● Provided passage:
--------

A word from Jenny Cafiso, CJI Director (Spring and Summer 2020)

(Photo: CJI)

A couple of months ago, we chose “Caring for our common home” as the theme for this issue. We chose it to mark the 5th anniversary of Pope Francis’s encyclical Laudato Si’ which calls us to a deep personal and communal transformation and a new relationship with the earth, our common home.

As we go to print, we find ourselves in what seems to be a new world. Our common home has been transformed by the COVID-19 pandemic, and it is marked by fear, suffering and pain.

While  not  intentional,  the  coincidence  could  not  be  more  appropriate. The care of our common home and the current crisis are deeply linked and Laudato Si’ can show us a way forward.

While it is true this virus can infect anyone regardless of social status, race or geography, it has also exposed deep cracks in our society. The effects of the virus have been felt especially among the weakest: the elderly in care homes, the poor, racialized communities, the ‘essential’ but least remunerated workers, and people in refugee camps, in slums, in the streets. The virus spreads where it is impossible to practice social distancing or to wash one’s hands frequently due to lack of water. The same people have inadequate access to health services or protective equipment.

The economic impact is no less serious. In the Global South people lose their source of income with no assistance from government; migrants and farm workers are going hungry; fields are not being cultivated, setting the stage for famine.

The virus has exposed the divisions in our common home and among those who inhabit it. Yet, through all this fear, pain and suffering, there is hope. The generous and courageous response of many people for the victims of COVID-19 has shown us a new world is possible and we have the capacity to care for our common home and each other.

Laudato Si’ calls us to heal the earth and all its creatures, to reframe our priorities, to change social structures so that no one is left behind. The experience of our own vulnerability could be the turning point to feel close to those who are always vulnerable, and to infuse us with a desire to build a world based on equality, democracy, defence of human rights and care for our common home.

--------

● Recorded information:

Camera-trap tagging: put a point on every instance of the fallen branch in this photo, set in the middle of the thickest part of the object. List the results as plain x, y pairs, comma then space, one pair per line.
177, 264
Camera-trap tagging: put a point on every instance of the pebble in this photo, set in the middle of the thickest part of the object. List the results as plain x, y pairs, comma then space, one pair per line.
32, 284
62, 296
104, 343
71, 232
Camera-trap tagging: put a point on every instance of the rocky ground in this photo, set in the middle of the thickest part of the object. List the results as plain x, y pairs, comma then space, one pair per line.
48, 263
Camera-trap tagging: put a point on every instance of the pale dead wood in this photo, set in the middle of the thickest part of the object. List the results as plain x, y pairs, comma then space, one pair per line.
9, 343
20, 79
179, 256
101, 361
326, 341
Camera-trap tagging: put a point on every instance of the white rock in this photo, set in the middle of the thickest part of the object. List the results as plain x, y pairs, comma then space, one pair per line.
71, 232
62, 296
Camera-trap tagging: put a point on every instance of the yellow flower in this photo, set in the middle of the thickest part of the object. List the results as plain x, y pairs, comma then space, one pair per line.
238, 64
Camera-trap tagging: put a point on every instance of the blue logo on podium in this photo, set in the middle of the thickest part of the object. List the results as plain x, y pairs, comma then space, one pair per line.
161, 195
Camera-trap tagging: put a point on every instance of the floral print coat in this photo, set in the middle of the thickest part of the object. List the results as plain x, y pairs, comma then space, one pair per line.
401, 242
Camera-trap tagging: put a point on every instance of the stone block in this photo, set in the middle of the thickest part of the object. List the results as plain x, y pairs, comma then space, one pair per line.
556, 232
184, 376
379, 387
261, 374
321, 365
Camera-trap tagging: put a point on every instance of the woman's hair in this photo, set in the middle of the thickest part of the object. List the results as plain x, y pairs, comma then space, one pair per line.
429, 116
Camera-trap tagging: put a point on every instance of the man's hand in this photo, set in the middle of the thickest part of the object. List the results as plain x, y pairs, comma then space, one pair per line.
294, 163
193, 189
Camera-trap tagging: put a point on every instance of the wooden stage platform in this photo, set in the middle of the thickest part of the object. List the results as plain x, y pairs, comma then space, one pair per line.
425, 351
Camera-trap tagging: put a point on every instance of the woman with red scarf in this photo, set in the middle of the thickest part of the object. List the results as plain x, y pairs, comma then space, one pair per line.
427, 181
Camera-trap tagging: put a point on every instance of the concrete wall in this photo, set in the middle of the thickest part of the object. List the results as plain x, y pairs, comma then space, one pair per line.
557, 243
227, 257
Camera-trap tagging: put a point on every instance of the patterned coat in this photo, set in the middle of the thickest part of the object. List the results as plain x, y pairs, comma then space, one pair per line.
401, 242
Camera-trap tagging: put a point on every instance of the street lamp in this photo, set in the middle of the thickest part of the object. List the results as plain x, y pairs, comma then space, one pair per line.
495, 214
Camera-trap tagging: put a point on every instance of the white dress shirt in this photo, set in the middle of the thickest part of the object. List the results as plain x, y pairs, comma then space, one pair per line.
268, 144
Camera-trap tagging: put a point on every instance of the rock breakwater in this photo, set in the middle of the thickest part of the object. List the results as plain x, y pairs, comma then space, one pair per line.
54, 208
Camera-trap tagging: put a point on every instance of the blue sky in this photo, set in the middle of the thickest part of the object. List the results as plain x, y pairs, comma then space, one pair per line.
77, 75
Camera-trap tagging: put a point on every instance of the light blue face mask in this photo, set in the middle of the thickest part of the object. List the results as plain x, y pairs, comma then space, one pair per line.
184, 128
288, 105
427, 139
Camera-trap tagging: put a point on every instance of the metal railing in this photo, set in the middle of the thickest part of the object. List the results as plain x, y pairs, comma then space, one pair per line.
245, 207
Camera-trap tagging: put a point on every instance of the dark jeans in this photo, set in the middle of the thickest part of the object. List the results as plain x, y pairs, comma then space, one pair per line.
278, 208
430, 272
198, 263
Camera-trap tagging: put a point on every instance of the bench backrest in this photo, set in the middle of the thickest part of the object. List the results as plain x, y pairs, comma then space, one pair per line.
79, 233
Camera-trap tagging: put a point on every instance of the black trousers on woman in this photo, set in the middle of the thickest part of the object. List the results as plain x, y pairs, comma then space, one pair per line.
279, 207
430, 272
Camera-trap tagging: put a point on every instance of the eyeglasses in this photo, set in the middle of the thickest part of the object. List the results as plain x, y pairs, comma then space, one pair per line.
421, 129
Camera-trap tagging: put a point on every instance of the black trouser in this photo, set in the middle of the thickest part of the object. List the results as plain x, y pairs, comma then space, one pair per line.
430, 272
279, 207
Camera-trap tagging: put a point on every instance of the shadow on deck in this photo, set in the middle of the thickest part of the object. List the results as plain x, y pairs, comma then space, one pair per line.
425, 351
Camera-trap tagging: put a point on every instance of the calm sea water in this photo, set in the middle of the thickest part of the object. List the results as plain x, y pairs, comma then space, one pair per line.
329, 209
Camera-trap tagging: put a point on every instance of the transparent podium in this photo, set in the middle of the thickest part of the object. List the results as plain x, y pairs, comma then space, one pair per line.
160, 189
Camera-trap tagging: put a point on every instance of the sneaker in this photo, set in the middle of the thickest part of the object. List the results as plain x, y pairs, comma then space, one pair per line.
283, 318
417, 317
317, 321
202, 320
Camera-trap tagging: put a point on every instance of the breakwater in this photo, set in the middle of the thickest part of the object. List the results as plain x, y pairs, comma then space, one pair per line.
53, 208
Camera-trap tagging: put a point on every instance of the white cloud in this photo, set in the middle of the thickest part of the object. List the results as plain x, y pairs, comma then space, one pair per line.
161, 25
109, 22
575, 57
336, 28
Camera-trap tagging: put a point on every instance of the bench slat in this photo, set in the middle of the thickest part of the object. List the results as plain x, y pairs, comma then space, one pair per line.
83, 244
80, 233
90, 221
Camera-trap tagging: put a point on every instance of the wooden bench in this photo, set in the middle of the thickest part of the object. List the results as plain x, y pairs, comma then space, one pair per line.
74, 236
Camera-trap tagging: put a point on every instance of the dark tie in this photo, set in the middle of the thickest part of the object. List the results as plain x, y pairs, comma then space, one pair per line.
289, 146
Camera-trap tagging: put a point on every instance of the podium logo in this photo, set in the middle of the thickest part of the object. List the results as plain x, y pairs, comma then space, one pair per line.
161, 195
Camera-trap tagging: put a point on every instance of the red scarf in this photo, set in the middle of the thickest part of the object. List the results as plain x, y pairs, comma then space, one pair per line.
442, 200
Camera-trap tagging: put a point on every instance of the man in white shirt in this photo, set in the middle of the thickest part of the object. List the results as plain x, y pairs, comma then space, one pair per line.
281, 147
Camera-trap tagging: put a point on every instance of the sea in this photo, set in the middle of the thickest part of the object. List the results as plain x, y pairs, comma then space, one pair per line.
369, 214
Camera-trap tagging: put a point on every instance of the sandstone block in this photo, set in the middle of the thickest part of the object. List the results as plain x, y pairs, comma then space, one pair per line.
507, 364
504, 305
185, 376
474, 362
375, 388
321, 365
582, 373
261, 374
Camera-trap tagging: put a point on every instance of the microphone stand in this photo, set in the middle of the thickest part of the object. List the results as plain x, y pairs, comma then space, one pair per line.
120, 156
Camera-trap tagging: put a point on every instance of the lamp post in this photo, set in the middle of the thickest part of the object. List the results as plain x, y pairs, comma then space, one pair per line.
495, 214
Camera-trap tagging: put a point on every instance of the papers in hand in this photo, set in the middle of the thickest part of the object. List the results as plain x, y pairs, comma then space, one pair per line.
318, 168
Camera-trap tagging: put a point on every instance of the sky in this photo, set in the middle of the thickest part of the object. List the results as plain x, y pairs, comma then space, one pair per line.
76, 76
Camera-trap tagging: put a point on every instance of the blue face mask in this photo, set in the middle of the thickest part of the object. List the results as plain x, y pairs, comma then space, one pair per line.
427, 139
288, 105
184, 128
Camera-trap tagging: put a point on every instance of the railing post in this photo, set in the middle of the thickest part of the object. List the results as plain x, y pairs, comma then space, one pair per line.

--------

● What the task asks:
Answer these questions about the director's message:
1. Which anniversary was the theme "Caring for our common home" chosen to mark?
2. According to the message, where does the virus spread?
3. What is happening to fields, and what might this lead to?
The items have no connection to the text.

● Exercise output:
1. The 5th anniversary of Pope Francis's encyclical Laudato Si'.
2. Where it is impossible to practice social distancing or to wash one's hands frequently due to lack of water.
3. Fields are not being cultivated, which sets the stage for famine.